■ THE PROBLEM ■
Apart from the pictures, every entry must be retyped exactly.

══ INPUT RECORDS

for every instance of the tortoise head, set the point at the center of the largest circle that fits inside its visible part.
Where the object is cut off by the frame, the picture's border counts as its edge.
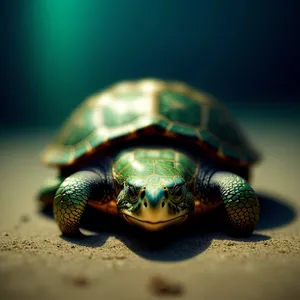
(155, 202)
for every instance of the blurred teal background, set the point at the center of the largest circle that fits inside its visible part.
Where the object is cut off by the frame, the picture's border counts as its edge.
(54, 53)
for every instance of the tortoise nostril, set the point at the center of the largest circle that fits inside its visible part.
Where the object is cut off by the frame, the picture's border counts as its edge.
(143, 193)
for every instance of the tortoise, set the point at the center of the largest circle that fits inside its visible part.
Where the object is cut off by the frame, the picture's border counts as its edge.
(155, 152)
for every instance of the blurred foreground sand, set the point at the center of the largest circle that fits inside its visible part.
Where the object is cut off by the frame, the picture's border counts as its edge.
(37, 263)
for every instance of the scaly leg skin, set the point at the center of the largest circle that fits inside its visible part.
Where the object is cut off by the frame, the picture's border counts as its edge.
(73, 195)
(240, 200)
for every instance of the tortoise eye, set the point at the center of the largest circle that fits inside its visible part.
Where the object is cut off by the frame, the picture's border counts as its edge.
(131, 190)
(178, 189)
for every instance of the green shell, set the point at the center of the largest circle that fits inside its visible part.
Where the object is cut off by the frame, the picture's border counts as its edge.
(126, 110)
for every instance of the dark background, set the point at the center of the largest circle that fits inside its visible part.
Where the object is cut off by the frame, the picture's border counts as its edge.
(56, 52)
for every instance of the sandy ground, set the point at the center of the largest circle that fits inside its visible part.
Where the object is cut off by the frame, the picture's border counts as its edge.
(115, 262)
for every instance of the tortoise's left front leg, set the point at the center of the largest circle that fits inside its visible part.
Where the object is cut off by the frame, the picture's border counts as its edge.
(235, 193)
(74, 194)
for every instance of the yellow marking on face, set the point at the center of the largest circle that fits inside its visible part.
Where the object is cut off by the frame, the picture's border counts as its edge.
(88, 146)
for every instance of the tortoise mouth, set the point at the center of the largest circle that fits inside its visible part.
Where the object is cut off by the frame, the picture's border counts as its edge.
(158, 225)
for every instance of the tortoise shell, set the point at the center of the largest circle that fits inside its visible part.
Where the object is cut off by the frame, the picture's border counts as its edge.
(132, 109)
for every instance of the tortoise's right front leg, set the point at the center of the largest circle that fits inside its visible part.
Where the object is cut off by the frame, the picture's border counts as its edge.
(74, 194)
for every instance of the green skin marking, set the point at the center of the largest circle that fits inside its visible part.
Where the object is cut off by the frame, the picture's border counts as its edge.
(153, 189)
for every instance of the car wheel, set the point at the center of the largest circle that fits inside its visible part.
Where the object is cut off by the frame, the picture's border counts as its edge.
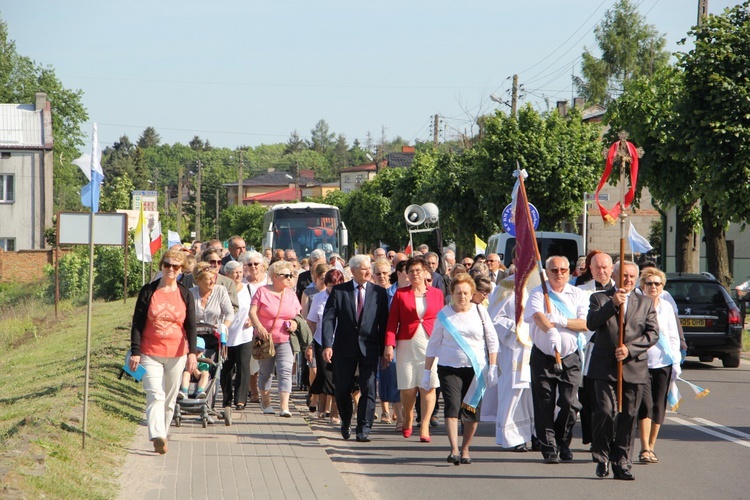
(731, 360)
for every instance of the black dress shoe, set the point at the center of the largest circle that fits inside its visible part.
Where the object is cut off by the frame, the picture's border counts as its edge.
(602, 469)
(622, 474)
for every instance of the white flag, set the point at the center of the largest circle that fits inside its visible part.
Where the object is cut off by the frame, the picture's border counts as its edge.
(638, 244)
(142, 240)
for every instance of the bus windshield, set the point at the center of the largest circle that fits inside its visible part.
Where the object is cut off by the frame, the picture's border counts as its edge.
(306, 228)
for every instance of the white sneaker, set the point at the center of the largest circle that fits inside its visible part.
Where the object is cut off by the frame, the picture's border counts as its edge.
(268, 410)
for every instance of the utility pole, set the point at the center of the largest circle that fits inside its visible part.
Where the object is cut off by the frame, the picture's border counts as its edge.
(240, 186)
(179, 201)
(702, 10)
(198, 202)
(435, 130)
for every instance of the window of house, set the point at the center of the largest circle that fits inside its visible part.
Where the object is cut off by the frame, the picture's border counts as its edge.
(7, 192)
(8, 244)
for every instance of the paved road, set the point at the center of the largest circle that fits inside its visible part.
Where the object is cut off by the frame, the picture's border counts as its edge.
(704, 449)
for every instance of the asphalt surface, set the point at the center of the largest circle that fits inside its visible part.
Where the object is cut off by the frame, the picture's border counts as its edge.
(703, 449)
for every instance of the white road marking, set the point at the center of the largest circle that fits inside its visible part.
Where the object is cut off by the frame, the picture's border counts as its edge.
(712, 432)
(722, 428)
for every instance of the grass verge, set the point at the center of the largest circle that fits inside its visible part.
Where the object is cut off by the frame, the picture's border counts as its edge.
(41, 403)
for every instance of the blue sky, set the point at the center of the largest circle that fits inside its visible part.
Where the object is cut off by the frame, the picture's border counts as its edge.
(250, 72)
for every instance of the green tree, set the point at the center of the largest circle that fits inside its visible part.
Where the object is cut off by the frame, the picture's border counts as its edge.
(149, 138)
(322, 139)
(629, 48)
(246, 220)
(716, 127)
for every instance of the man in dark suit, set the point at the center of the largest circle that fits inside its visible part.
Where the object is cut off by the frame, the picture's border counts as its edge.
(354, 322)
(613, 437)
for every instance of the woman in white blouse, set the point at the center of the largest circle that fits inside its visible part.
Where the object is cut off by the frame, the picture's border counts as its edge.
(663, 365)
(463, 339)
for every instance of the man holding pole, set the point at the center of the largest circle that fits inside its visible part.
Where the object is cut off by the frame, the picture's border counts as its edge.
(613, 437)
(555, 329)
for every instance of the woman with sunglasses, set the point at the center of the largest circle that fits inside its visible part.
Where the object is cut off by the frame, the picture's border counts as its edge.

════

■ WRITTEN ANSWER ■
for every instance of the tortoise head, set the point at the center of the largest circle that fits inside its visible part.
Where the object is cut off by the frame, the picture's border counts as its edge.
(155, 202)
for every instance of the blurred teal background, set the point at the center of the largest circle that fits inside its visible part.
Where the object is cut off by the frame, the picture's border counts as its edge.
(54, 53)
for every instance of the tortoise nostril, set the point at the center of the largest circle that fits inside its visible part.
Where the object is cut off by the frame, the picture's border counts as its edge.
(143, 193)
for every instance of the tortoise, set the point at the center of the largest circle that fits inside its visible part.
Where the object is cut off by the frame, the picture's border counts as its edge.
(155, 152)
for every instance of the blurred foreground sand, set the point at the center of the largest circle that fits inside its visible part.
Where the object is cut off by the frame, the picture's border counts as its edge.
(37, 263)
for every instance of the scaly leg skin, set the point at the center of the largest circle that fits inside its visible part.
Where the object is cut off by the frame, the picture's border counts as its edge.
(73, 195)
(240, 200)
for every instance of the tortoise eye, set the point at the center of the largest circle that fits inside its visible part.
Where the object is cut off by the frame, the picture's border counts as its edge.
(131, 190)
(178, 189)
for every instance of the green shell, set the point at the center of the largest circle that fits inside its visible part.
Where the object is cut off by the frame, the picture's border counts as its edge.
(126, 110)
for every instance of the dark background, set the point at the center of the largest circle that fits inside its visible part.
Where the object is cut off by the frame, the picture's border counts as its edge.
(56, 52)
for every instance of the sandy ground, set the point at the center of the largest circle that fits inside its visible part.
Where the object is cut off by the frame, the picture's border counts as its edge.
(115, 262)
for every instance of the tortoise's left front leg, set the point at the center of the largest circle that fits inside its visible part.
Where the object is cut off by the frame, the picture's border counts as its edge.
(235, 193)
(74, 194)
for every instance of the yellow marking on face, set the point at the center of the largest circle that fits inside its visible part.
Where the object is cut off by the frame, the picture's border counts as its edge.
(88, 146)
for every instance of the tortoise mouth, set the point at the center of the largest circle that fits inside its visible part.
Where the object is cut off by the frame, the picture's border counts as its edge.
(158, 225)
for every instance of the tortoise shell, set the point at the center of the largest circle that fits inside its visible part.
Where the object is cut off by the frame, the picture's border counts as its edge.
(132, 109)
for every instance of the tortoise's right front leg, set the point at the center of the largest circle that fits inside its visible part.
Where the object is cut off by the frame, the picture's border counts as its edge.
(74, 194)
for every instance of the green skin marking, set the point at the center of the largest circle that fits inside its visible part.
Where the object is cut off by the frame, the picture's border counts as its edge.
(153, 189)
for every instance of the car wheel, set the point at the center of the largest circle that fits inside its visible part.
Where the object is cut off by the frame, the picture's border counts as its edge.
(731, 360)
for every instance of the black dress shoe, set the point at the center of the largest circle that fits inside its visible part.
Where the object is cut off by the frame, the picture's border counts as its edge.
(602, 469)
(622, 474)
for every instance of the white flag, set the point at the center of the largest circle that fits inside its visible part.
Where the object is cut off by the frame, the picture's border counts as its edge.
(638, 244)
(142, 240)
for every instance of the bus windshield, set the point at the center of the largest circle that fits inside its visible part.
Where the object is cut off by the frame, the picture's border counts as its edge.
(306, 228)
for every instance of the white sneaker, set the point at the center of the largest circle that fits inside its visible part.
Where the object is cut off by the frame, the picture's border counts as its edge.
(268, 410)
for every instance of the utility pole, set the point at the center of the largest circle that fits inside its visible part.
Where the object is cut off by the frame, the picture's border counts as its edge.
(240, 186)
(179, 201)
(702, 10)
(198, 202)
(435, 130)
for every instance of the window of house, set the point at the center of the largest circle that fits inside its visible part.
Where the object is cut off by the frame, the picture's border counts as its edge.
(7, 192)
(8, 244)
for every instance of the paved road, set the point at the center of the largest circle that fits inside its visible part.
Where the object is cut off by the frame, the picture's border counts as its edge.
(704, 449)
for every instance of the asphalt surface, set the point at the center of the largest circle that fits inside its visible part.
Where the object is cut off by the frame, the picture's border counts as its edge.
(703, 449)
for every instance of the white road marking, set the point at the center of the largest circle that fits inside its visible part.
Where the object is cut off by the frame, the picture's border counts as its edge.
(712, 432)
(722, 428)
for every instance of the grass verge, set the point at the center of the largest circle that fits inside its visible part.
Where the object is cut off by the frame, the picture's border counts as its edge.
(41, 403)
for every instance of the blue sky, set the point at the center of the largest circle that fits inside its visible part.
Where the object is cut off by the frame, the picture's border counts as its edge.
(250, 72)
for every instance of the green tree, set the point at the center of the largest circle that fits inside its visible part.
Where the object is cut off by the frame, the picture's border counts as its edge.
(149, 138)
(322, 139)
(629, 48)
(246, 220)
(716, 127)
for every instance of the man in dark suit, set the point at the center of the largest circle that fits inside its visible part.
Where the object is cut off by the frame, the picture's border counts as its edge.
(354, 322)
(613, 437)
for every instance of the woman in white blouse, set the point at the center of the largest circle that fits inside its visible part.
Where the object is cut off by the frame, the picture's border counts as its edge.
(663, 365)
(463, 339)
for every instance of the man holding pole, set the point at the center of the largest circle that fits inside its visible part.
Where the object is cut off by the frame, the picture's border counts as its edge.
(613, 437)
(555, 329)
for every instance of the woman with sunglasses, set the point at the center of the largest circle that fits inside its visible part.
Where the object is cut off by the frame, the picture's border counts as its edge.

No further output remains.